The research in the Vertical group spans VLSI technology to software and application analysis. Such an integrated approach is necessary to design future high performance systems. Our research focuses on future systems targeting a 2020 time-frame.











1.  Reliability Aware Systems (REAL)


REAL systems - hardware view

Technology constraints and application characteristics are radically changing as we scale to the end of silicon technology and transition to post-CMOS devices. Devices are becoming increasingly brittle, highly varying in their properties, and error-prone, leading to a fundamentally unpredictable hardware substrate. The model of hardware being correct all the time, on all regions of chip, and forever, becomes prohibitively expensive to maintain. Emerging new classes of applications are increasingly relying on probabilistic methods. They have an inherent tolerance for uncertainty, do not require hardware to be correct all the time, and this provides an opportunity to creatively utilize hardware.

Location identification items:
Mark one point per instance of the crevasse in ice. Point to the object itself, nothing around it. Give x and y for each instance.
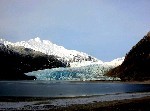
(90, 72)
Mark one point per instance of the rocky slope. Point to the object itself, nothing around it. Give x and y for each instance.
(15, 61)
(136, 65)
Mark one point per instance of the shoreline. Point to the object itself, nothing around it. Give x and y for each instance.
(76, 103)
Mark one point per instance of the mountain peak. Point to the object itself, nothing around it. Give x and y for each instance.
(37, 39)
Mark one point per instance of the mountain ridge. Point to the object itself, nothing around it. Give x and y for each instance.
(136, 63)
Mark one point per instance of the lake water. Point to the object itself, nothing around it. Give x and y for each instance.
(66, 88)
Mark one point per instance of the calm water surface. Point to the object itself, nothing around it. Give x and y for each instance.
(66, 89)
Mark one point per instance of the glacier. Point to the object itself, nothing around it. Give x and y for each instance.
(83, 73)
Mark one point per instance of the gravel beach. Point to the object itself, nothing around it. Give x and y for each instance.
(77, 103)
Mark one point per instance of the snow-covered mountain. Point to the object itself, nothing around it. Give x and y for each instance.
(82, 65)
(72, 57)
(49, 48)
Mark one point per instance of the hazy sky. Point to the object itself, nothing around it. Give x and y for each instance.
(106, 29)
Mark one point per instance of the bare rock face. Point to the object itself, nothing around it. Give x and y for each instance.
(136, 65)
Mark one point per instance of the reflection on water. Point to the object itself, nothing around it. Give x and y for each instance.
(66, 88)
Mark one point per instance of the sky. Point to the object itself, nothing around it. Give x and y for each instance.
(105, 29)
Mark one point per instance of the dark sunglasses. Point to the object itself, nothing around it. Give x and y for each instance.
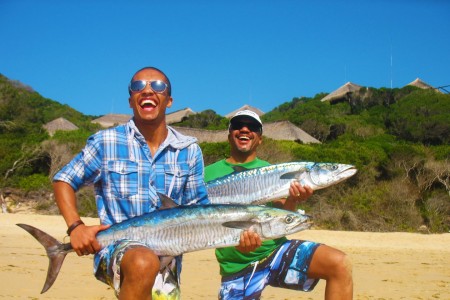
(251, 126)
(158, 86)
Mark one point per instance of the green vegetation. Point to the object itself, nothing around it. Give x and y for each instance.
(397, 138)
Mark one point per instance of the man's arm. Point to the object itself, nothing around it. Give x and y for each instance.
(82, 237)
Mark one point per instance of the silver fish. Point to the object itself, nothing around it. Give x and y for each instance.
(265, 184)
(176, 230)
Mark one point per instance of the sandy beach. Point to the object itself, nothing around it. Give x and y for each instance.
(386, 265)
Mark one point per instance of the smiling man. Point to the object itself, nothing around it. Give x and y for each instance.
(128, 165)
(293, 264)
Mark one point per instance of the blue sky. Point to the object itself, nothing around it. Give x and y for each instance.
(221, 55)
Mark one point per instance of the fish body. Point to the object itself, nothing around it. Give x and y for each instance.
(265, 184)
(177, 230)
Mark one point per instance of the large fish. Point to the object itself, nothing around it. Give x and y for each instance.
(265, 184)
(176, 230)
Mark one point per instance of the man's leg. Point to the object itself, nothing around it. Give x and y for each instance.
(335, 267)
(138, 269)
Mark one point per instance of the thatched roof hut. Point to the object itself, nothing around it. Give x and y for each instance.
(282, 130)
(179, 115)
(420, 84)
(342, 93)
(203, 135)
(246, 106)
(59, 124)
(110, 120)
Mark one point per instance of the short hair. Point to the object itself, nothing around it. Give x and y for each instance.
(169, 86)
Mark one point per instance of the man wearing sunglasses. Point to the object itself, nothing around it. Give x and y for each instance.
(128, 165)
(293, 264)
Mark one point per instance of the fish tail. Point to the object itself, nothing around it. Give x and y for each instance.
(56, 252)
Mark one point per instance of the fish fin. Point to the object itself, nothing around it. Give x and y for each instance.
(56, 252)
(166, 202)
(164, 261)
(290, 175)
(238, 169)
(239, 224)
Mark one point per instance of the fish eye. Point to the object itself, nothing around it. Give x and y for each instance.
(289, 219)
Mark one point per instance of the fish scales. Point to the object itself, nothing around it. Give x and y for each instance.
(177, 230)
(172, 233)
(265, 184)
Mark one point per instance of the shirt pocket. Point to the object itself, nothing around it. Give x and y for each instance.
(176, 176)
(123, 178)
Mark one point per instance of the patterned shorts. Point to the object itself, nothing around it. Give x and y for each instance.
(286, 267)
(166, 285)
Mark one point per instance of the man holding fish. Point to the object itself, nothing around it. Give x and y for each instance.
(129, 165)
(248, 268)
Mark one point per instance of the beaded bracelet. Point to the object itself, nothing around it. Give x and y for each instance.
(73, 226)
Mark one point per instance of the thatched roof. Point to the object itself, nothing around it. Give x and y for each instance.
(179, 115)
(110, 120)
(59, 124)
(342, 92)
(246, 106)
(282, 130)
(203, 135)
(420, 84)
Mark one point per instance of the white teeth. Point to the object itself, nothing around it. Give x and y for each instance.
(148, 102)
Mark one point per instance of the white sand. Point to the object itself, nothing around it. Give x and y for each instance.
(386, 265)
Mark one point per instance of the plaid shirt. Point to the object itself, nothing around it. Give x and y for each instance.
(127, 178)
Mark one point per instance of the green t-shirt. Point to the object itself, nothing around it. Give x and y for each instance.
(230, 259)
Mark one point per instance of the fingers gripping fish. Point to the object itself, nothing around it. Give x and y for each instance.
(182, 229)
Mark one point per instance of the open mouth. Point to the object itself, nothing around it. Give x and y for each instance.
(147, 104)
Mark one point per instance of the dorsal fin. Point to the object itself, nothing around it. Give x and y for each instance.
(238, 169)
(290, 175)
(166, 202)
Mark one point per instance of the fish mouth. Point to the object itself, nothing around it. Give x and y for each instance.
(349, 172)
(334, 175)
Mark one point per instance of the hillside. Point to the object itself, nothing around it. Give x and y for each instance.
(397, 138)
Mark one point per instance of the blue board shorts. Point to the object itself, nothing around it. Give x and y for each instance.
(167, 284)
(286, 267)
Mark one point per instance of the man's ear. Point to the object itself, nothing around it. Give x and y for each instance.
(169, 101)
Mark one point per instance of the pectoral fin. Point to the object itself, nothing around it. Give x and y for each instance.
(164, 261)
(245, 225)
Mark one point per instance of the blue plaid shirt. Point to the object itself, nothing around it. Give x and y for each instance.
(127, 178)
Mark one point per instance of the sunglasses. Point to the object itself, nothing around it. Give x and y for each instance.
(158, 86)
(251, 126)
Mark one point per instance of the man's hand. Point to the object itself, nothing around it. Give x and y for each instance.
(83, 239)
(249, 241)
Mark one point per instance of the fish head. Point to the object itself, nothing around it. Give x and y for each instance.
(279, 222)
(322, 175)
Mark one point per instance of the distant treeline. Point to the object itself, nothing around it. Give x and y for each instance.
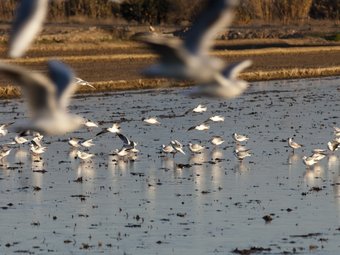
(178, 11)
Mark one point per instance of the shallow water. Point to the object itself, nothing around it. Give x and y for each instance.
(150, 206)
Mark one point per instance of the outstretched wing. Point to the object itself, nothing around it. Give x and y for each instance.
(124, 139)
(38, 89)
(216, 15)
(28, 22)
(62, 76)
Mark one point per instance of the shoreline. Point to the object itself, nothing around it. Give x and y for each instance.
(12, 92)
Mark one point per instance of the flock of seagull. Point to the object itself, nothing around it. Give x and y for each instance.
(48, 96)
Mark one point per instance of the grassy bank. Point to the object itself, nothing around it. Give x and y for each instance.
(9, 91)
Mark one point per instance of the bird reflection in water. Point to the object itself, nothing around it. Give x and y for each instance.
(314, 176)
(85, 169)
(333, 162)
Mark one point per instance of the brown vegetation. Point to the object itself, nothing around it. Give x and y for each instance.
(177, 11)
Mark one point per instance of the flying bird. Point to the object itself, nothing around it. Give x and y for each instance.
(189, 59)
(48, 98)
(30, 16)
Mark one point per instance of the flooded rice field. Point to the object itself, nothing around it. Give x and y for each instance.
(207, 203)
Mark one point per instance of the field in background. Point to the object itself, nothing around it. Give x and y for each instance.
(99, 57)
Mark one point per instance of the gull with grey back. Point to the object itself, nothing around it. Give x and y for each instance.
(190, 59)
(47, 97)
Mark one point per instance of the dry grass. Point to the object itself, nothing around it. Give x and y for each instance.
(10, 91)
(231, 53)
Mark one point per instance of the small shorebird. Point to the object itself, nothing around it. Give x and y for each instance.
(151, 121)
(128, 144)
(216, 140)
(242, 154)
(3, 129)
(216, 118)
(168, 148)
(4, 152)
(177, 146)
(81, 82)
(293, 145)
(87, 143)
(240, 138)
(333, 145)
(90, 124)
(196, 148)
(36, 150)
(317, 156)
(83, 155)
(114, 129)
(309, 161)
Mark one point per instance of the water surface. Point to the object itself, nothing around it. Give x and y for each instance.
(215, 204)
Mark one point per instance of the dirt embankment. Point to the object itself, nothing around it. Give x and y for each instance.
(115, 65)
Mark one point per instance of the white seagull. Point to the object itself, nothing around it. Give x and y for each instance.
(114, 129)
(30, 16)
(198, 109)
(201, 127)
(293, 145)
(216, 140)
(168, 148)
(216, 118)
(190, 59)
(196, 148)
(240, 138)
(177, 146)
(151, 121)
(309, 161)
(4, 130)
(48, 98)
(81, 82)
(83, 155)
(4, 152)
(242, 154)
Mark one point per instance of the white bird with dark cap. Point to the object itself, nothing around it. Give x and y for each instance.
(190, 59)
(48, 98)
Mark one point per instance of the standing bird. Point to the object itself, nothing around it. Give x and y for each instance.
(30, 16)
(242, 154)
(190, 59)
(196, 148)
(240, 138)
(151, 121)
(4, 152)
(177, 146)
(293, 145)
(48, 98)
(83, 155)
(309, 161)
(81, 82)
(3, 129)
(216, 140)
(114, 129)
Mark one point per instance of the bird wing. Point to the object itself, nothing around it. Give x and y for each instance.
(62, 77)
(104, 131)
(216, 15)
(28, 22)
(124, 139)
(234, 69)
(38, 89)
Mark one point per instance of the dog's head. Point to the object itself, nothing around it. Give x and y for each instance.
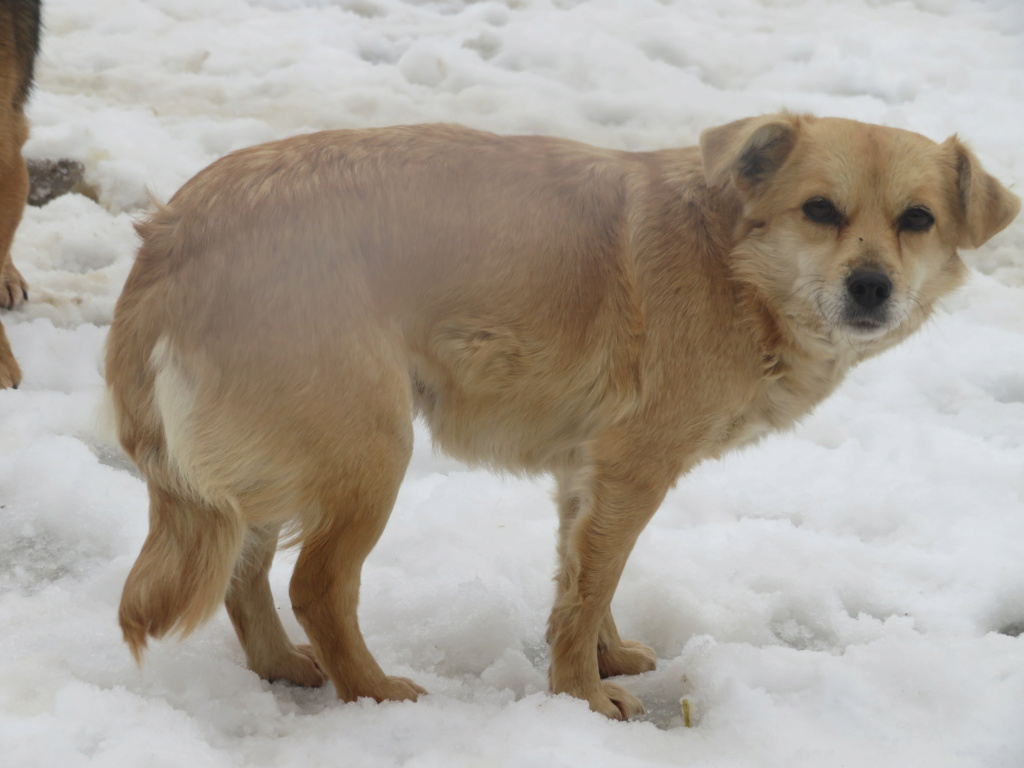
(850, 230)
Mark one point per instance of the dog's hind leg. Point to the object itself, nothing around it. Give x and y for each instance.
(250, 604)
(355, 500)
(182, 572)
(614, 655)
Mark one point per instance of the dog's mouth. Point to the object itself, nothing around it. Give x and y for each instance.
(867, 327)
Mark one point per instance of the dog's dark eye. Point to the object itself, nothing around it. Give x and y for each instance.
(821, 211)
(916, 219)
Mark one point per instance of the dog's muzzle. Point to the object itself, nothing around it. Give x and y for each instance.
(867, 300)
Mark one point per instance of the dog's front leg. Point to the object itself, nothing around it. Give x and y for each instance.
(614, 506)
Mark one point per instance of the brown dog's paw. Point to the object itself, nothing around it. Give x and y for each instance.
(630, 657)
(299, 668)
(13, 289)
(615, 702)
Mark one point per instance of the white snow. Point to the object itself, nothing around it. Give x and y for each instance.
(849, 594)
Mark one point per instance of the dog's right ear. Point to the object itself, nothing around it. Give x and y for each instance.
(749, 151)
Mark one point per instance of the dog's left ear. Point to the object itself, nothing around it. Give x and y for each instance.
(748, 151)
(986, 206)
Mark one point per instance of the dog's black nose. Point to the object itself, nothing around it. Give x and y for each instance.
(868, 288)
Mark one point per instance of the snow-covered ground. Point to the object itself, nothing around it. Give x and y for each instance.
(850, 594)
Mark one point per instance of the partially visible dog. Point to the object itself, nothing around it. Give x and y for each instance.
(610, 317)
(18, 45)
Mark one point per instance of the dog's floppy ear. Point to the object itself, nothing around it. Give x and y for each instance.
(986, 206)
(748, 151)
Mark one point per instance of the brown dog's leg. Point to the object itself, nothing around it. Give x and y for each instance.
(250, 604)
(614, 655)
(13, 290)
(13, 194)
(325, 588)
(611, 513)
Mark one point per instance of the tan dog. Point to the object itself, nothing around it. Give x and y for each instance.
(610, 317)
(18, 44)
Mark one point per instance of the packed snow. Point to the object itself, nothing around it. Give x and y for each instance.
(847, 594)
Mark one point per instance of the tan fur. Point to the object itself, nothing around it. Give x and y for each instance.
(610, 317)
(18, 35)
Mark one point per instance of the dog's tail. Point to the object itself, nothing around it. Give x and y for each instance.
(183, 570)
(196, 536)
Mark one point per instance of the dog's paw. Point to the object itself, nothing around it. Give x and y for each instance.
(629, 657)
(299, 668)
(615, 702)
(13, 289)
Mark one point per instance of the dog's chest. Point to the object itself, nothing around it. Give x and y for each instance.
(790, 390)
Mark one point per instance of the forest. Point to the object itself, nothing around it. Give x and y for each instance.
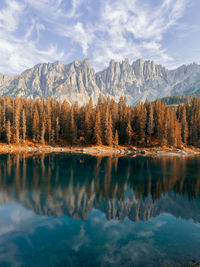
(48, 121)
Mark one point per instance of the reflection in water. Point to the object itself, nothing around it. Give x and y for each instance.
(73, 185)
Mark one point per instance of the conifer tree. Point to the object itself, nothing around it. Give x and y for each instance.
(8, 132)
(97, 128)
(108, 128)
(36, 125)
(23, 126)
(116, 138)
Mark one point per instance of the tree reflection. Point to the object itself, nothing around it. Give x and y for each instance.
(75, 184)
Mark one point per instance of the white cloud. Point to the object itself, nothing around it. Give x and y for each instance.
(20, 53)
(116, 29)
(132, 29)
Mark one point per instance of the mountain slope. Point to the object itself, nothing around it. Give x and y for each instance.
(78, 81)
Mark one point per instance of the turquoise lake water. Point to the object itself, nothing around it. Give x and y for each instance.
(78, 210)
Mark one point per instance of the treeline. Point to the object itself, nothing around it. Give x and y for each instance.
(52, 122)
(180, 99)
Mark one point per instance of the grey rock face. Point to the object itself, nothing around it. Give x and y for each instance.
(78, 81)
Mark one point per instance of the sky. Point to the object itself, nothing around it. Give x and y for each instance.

What to work on: In the research overview, list the properties that devices are said to be taking on.

Output of the exercise:
- Increasingly brittle
- Highly varying in their properties
- Error-prone